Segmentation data
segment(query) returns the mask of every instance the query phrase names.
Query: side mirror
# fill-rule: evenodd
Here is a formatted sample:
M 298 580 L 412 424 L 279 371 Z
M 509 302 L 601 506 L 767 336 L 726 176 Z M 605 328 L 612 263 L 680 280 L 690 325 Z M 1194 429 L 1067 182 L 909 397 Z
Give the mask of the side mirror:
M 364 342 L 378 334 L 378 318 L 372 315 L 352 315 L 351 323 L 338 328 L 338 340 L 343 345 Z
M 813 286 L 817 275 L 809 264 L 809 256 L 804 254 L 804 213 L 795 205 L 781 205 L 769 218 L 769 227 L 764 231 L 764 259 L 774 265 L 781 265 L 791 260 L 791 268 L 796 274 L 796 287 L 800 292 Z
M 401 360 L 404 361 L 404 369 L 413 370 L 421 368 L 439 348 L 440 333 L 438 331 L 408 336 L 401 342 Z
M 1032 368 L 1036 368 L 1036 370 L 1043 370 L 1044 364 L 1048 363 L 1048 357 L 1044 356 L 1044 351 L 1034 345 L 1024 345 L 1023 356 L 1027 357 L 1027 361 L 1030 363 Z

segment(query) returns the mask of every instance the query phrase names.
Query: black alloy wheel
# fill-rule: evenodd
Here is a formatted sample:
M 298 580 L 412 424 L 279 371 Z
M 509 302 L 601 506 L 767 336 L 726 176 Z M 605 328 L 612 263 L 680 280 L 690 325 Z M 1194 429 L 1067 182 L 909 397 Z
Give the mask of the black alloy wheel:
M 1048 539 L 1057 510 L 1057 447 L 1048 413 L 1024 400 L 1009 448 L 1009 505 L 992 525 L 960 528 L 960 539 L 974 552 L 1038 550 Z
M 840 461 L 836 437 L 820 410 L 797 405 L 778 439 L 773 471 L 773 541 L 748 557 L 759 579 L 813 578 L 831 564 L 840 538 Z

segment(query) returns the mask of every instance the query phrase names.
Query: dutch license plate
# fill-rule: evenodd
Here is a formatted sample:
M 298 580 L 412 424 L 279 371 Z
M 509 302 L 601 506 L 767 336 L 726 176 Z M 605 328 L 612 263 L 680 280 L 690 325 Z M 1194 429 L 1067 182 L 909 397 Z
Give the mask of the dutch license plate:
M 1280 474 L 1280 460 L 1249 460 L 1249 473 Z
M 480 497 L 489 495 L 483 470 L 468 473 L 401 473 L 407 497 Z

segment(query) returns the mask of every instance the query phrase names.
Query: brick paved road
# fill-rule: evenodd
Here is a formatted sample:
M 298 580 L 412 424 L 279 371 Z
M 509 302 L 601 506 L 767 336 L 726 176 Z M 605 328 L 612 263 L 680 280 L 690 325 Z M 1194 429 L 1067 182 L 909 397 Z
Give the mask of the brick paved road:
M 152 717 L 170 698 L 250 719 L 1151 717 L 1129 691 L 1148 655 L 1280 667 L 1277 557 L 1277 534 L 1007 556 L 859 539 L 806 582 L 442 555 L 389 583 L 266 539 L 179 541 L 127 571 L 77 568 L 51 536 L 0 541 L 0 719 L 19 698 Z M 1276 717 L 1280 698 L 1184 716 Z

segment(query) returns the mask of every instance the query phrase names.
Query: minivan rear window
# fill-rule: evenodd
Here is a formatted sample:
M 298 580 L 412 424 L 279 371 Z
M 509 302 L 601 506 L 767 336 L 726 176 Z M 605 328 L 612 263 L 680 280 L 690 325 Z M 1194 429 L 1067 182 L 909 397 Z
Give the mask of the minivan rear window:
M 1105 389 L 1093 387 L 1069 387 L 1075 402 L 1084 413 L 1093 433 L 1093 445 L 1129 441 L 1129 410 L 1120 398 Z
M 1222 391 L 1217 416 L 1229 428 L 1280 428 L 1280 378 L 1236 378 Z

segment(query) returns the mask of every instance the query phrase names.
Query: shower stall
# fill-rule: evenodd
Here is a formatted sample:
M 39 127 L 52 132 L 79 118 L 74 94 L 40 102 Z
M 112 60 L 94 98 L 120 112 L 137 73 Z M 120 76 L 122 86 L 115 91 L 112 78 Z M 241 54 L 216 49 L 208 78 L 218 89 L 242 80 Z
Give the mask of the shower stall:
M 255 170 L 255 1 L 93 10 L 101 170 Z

Work required:
Please set down each line of the records exactly as given.

Solution below:
segment(query) returns the mask of every instance the query phrase names.
Query: side mirror
# fill-rule: evenodd
Here is a formatted sample:
M 298 580 L 412 424 L 279 371 Z
M 509 302 L 601 506 L 767 336 L 726 176 Z M 605 328 L 612 263 L 680 280 L 690 325 Z M 1194 429 L 1067 182 L 909 397 Z
Give the mask of the side mirror:
M 364 342 L 378 334 L 378 318 L 372 315 L 352 315 L 351 323 L 338 328 L 338 340 L 343 345 Z
M 813 286 L 817 275 L 809 264 L 809 256 L 804 254 L 804 213 L 795 205 L 781 205 L 769 218 L 769 227 L 764 231 L 764 259 L 774 265 L 781 265 L 791 260 L 791 268 L 796 274 L 796 287 L 800 292 Z
M 401 360 L 404 361 L 404 369 L 413 370 L 421 368 L 439 348 L 440 333 L 438 331 L 408 336 L 401 342 Z
M 1032 368 L 1036 368 L 1036 370 L 1043 370 L 1044 364 L 1048 363 L 1048 357 L 1044 356 L 1044 351 L 1034 345 L 1024 345 L 1023 356 L 1027 357 L 1027 361 L 1030 363 Z

segment(query) returns the mask of every instance the query phrase names.
Query: black alloy wheel
# fill-rule: evenodd
Here is a formatted sample:
M 298 580 L 412 424 L 279 371 Z
M 509 302 L 601 506 L 767 336 L 726 176 Z M 605 328 L 612 263 L 680 280 L 690 325 Z M 1194 429 L 1067 182 L 909 397 Z
Give the mask of the black alloy wheel:
M 1048 539 L 1057 510 L 1057 447 L 1048 413 L 1024 400 L 1009 448 L 1009 505 L 992 525 L 960 528 L 960 539 L 974 552 L 1038 550 Z
M 840 461 L 836 437 L 820 410 L 797 405 L 778 439 L 773 471 L 773 541 L 748 557 L 759 579 L 813 578 L 831 564 L 840 538 Z

segment(query) returns the mask of every instance the query phrase names.
Query: dutch license plate
# fill-rule: evenodd
Here is a formatted sample:
M 298 580 L 412 424 L 279 371 Z
M 509 302 L 601 506 L 767 336 L 726 176 Z M 605 328 L 612 263 L 680 280 L 690 325 Z M 1194 429 L 1067 182 L 909 397 Z
Give the mask of the dutch license plate:
M 1280 474 L 1280 460 L 1249 460 L 1249 473 Z
M 480 497 L 489 495 L 483 470 L 468 473 L 401 473 L 407 497 Z

segment(query) returns the mask of every instance the query phrase names.
Query: brick paved road
# fill-rule: evenodd
Here is a formatted sample:
M 298 580 L 412 424 L 279 371 Z
M 509 302 L 601 506 L 767 336 L 726 176 Z M 605 328 L 612 263 L 680 280 L 690 325 Z M 1194 429 L 1067 182 L 909 397 Z
Give the mask of the brick paved road:
M 152 717 L 170 698 L 250 719 L 1151 717 L 1129 691 L 1148 655 L 1280 667 L 1277 557 L 1277 534 L 1007 556 L 859 539 L 806 582 L 442 555 L 389 583 L 266 539 L 179 541 L 127 571 L 77 568 L 51 536 L 0 541 L 0 719 L 19 698 Z M 1276 717 L 1280 698 L 1184 716 Z

segment(query) returns the mask of every instance the query phrase names.
Query: minivan rear window
# fill-rule: evenodd
Here is a formatted sample:
M 298 580 L 412 424 L 279 371 Z
M 509 302 L 601 506 L 767 336 L 726 176 Z M 605 328 L 612 263 L 680 280 L 690 325 Z M 1194 429 L 1067 182 L 909 397 Z
Give the mask of the minivan rear window:
M 1105 389 L 1093 387 L 1069 387 L 1075 402 L 1084 413 L 1093 433 L 1093 445 L 1129 441 L 1129 410 L 1120 398 Z
M 1222 391 L 1217 416 L 1229 428 L 1280 428 L 1280 378 L 1236 378 Z

segment(query) returns the mask of every instance the query phrase names.
Query: shower stall
# fill-rule: evenodd
Here is a formatted sample:
M 39 127 L 52 132 L 79 118 L 74 94 L 40 102 Z
M 112 60 L 94 98 L 120 112 L 137 73 Z M 120 76 L 122 86 L 115 91 L 112 78 Z M 241 54 L 216 49 L 208 78 L 218 89 L 242 80 Z
Give the mask of the shower stall:
M 255 170 L 255 1 L 93 10 L 101 170 Z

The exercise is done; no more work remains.